**RECORDS FOR THIS EXERCISE**

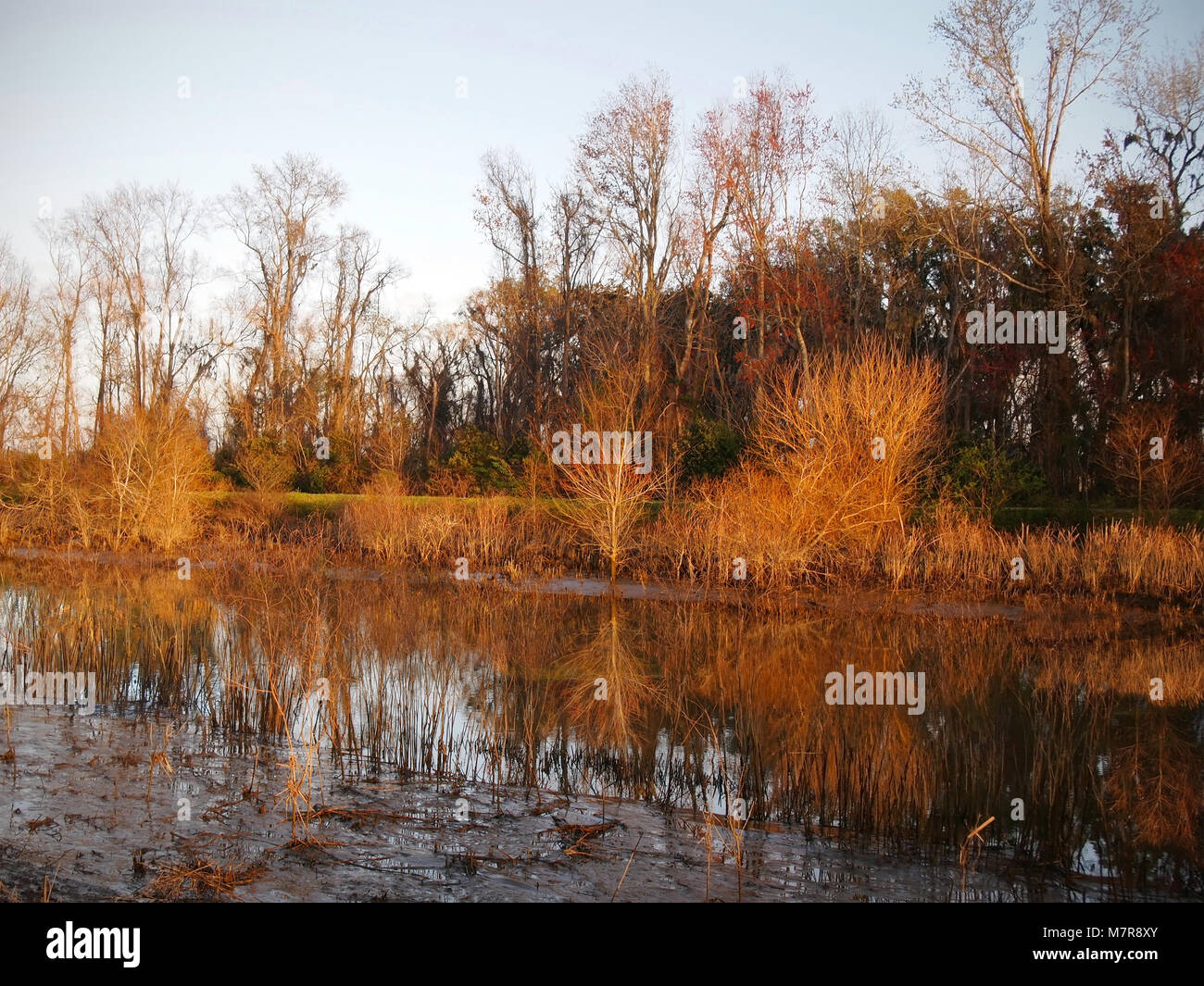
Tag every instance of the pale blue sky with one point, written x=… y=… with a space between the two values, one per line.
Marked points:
x=88 y=95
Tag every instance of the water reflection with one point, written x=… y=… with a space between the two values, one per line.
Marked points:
x=1046 y=725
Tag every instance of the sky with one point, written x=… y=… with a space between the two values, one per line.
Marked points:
x=404 y=99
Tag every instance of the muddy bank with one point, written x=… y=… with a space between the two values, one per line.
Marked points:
x=838 y=600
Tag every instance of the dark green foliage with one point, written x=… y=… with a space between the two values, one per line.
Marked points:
x=983 y=477
x=707 y=448
x=480 y=456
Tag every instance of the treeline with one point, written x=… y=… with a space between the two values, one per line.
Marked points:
x=702 y=256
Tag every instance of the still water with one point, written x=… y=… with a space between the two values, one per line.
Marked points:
x=357 y=737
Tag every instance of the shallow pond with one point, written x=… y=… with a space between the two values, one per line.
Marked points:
x=271 y=734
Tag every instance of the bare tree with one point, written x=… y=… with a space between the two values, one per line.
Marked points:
x=22 y=345
x=1167 y=100
x=984 y=107
x=278 y=220
x=63 y=306
x=357 y=277
x=626 y=159
x=858 y=168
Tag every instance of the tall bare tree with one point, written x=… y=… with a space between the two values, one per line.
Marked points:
x=278 y=220
x=626 y=157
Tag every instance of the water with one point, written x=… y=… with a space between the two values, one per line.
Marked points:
x=357 y=738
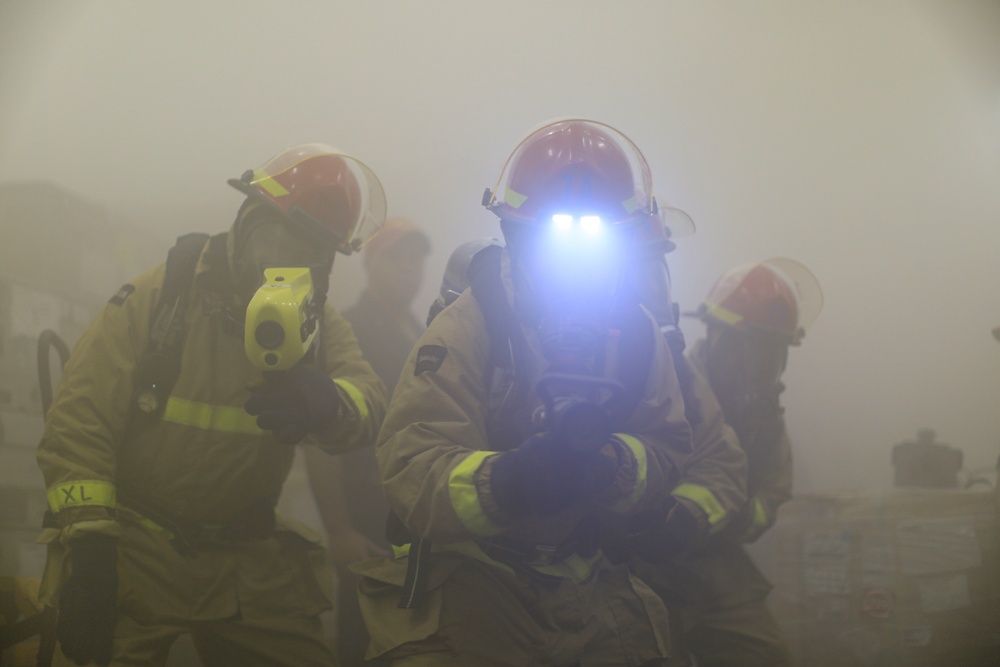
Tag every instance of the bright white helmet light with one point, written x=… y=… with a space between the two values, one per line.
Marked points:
x=562 y=222
x=590 y=224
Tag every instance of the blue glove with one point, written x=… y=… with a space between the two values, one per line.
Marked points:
x=299 y=401
x=88 y=601
x=545 y=476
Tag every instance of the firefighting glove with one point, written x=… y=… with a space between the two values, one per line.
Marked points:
x=661 y=534
x=301 y=400
x=88 y=601
x=545 y=476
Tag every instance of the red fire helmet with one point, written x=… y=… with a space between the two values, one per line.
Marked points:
x=577 y=171
x=776 y=297
x=328 y=193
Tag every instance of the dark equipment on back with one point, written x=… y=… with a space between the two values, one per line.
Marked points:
x=926 y=463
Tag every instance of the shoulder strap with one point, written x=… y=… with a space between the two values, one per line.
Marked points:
x=161 y=365
x=505 y=377
x=635 y=350
x=484 y=279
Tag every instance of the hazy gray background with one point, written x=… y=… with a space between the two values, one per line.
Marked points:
x=859 y=137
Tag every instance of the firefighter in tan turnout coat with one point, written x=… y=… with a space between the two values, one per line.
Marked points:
x=539 y=408
x=163 y=468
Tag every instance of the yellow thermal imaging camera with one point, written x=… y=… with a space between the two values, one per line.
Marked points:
x=281 y=319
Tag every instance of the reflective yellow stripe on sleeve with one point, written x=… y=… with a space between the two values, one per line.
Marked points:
x=465 y=498
x=81 y=493
x=357 y=398
x=360 y=406
x=704 y=499
x=225 y=418
x=641 y=467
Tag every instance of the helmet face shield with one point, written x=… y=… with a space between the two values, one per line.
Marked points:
x=577 y=168
x=332 y=197
x=778 y=297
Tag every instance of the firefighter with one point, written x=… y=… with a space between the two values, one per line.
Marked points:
x=347 y=488
x=536 y=408
x=753 y=314
x=165 y=450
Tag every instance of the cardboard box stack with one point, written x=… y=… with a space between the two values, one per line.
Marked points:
x=902 y=578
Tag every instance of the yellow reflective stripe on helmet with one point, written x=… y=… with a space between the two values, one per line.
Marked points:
x=724 y=315
x=271 y=186
x=513 y=199
x=81 y=493
x=759 y=515
x=641 y=468
x=225 y=418
x=465 y=498
x=704 y=499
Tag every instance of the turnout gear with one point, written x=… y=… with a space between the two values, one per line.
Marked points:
x=500 y=518
x=546 y=476
x=753 y=313
x=88 y=602
x=294 y=403
x=334 y=198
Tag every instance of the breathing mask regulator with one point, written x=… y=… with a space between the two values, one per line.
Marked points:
x=573 y=199
x=566 y=279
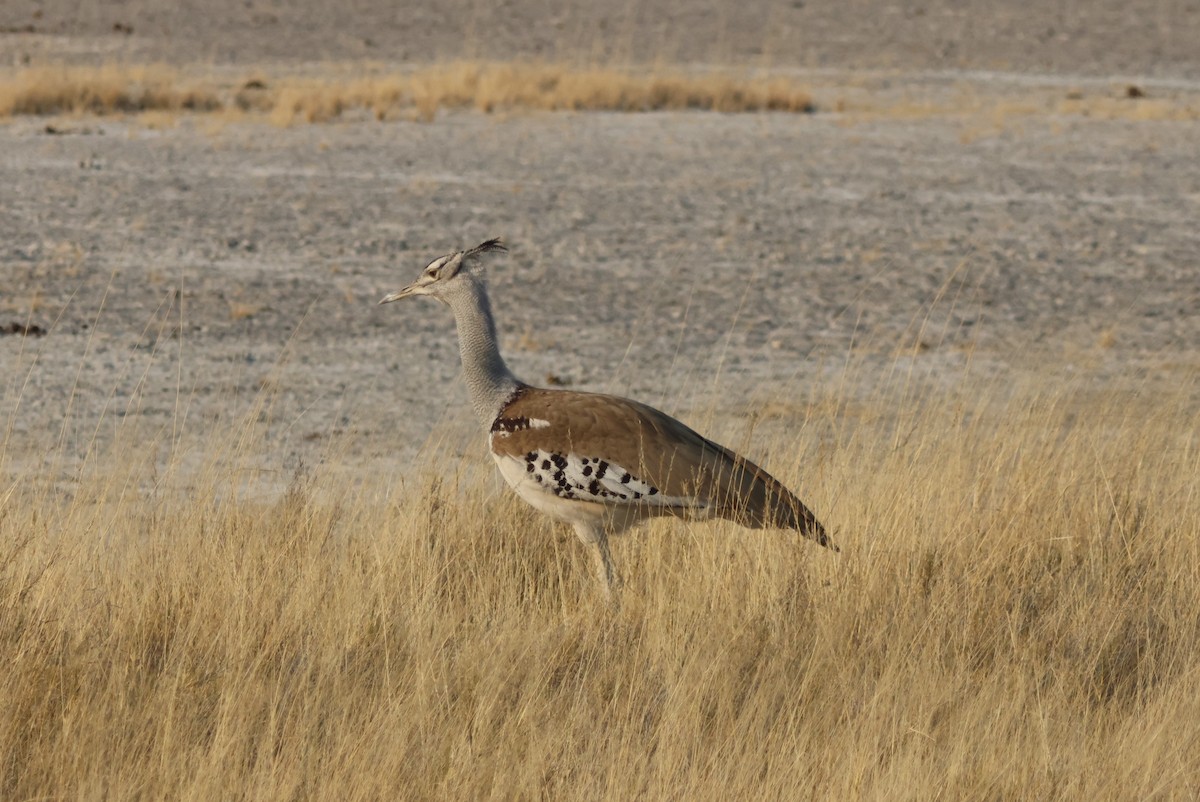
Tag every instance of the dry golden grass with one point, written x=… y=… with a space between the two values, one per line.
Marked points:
x=484 y=85
x=1013 y=616
x=101 y=90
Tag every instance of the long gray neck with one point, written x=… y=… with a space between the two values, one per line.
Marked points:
x=489 y=379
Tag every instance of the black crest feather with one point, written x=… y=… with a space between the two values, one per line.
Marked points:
x=485 y=247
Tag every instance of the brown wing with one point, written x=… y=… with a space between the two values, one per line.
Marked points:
x=653 y=448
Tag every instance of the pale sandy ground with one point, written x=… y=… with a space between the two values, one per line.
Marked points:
x=174 y=269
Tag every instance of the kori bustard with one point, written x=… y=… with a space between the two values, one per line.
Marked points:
x=598 y=462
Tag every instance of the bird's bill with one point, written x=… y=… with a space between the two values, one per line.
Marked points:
x=412 y=289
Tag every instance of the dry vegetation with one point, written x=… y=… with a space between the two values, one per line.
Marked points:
x=421 y=93
x=1013 y=616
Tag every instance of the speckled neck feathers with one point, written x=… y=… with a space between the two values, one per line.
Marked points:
x=489 y=379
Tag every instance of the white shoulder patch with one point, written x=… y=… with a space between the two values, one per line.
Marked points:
x=588 y=479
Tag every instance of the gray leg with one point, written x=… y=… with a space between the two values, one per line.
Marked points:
x=597 y=537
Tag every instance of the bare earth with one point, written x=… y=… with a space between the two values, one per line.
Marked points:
x=185 y=269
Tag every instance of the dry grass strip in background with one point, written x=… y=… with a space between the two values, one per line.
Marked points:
x=1013 y=616
x=423 y=91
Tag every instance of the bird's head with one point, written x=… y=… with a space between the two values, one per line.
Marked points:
x=448 y=274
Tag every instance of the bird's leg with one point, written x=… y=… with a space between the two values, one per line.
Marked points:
x=597 y=537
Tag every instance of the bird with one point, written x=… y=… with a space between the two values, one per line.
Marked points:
x=599 y=462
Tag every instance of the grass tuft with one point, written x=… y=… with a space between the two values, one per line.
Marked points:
x=487 y=87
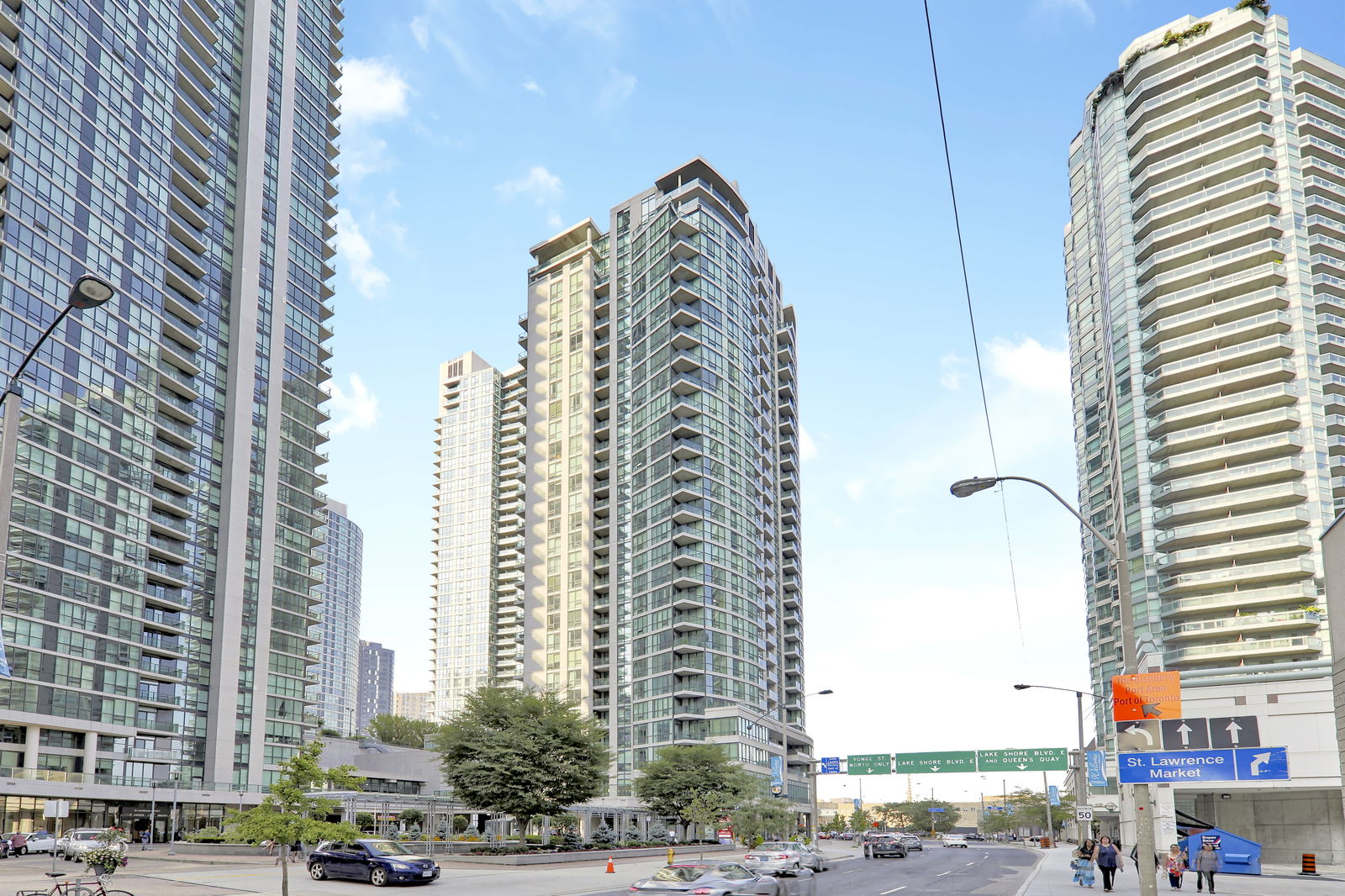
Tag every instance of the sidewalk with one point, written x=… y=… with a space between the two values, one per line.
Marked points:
x=1053 y=878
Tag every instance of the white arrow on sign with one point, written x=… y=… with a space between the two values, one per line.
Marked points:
x=1149 y=739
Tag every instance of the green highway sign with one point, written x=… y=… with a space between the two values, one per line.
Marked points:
x=945 y=762
x=869 y=764
x=1048 y=759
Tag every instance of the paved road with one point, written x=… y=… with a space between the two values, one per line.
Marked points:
x=981 y=871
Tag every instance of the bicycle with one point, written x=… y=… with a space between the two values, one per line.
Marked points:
x=74 y=887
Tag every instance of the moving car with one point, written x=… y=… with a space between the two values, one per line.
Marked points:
x=724 y=878
x=880 y=845
x=779 y=856
x=81 y=840
x=377 y=862
x=40 y=842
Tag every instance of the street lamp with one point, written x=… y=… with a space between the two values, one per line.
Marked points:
x=87 y=293
x=1143 y=808
x=1080 y=779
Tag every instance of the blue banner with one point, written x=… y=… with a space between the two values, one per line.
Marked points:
x=1096 y=767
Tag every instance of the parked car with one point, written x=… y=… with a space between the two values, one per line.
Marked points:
x=880 y=845
x=725 y=878
x=377 y=862
x=40 y=841
x=81 y=840
x=779 y=856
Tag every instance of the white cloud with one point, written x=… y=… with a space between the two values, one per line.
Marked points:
x=356 y=409
x=807 y=448
x=1029 y=365
x=372 y=91
x=950 y=372
x=420 y=30
x=596 y=17
x=616 y=91
x=354 y=249
x=540 y=185
x=1075 y=7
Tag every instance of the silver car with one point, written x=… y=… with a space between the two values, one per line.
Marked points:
x=782 y=856
x=724 y=878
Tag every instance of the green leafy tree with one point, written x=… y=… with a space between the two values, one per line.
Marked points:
x=400 y=730
x=683 y=772
x=524 y=752
x=289 y=813
x=764 y=817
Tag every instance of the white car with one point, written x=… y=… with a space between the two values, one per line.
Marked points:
x=42 y=842
x=80 y=841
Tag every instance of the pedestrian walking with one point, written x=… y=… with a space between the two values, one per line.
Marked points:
x=1109 y=862
x=1207 y=862
x=1176 y=865
x=1083 y=864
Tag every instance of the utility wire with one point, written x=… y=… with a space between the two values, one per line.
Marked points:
x=972 y=318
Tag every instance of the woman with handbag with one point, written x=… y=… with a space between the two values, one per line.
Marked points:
x=1083 y=862
x=1109 y=862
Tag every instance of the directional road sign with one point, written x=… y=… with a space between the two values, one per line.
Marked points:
x=1140 y=735
x=1147 y=696
x=1239 y=730
x=869 y=764
x=1248 y=763
x=1187 y=734
x=946 y=762
x=1046 y=759
x=1262 y=763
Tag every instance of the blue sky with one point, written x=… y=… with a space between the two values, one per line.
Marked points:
x=474 y=129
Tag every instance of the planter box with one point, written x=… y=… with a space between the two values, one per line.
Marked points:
x=591 y=856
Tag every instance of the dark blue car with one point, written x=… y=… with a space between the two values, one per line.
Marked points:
x=377 y=862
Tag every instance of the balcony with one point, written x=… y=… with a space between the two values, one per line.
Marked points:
x=1239 y=651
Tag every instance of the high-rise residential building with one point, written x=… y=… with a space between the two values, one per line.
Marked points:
x=336 y=690
x=376 y=683
x=477 y=556
x=661 y=521
x=161 y=474
x=412 y=704
x=1205 y=272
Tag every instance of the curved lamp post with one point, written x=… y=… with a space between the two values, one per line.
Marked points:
x=1143 y=806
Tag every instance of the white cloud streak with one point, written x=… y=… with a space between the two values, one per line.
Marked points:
x=354 y=409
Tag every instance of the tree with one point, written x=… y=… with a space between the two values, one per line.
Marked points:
x=289 y=814
x=764 y=817
x=683 y=772
x=400 y=730
x=522 y=752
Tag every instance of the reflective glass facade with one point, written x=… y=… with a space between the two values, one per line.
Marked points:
x=161 y=502
x=336 y=650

**YOUR TASK**
Copy the material above word for word, starting with the line that contains "Tag every instance of the hazy" and going on through the line that contains "x=163 y=468".

**WRITTEN RESPONSE**
Tag every instance of the hazy gray background with one point, written x=… y=… with a space between the two values, one per line.
Marked points:
x=859 y=137
Tag every instance of the firefighter in tan turnout coat with one point, written x=… y=… with a space between the two values, one per line.
Marked points:
x=539 y=408
x=163 y=468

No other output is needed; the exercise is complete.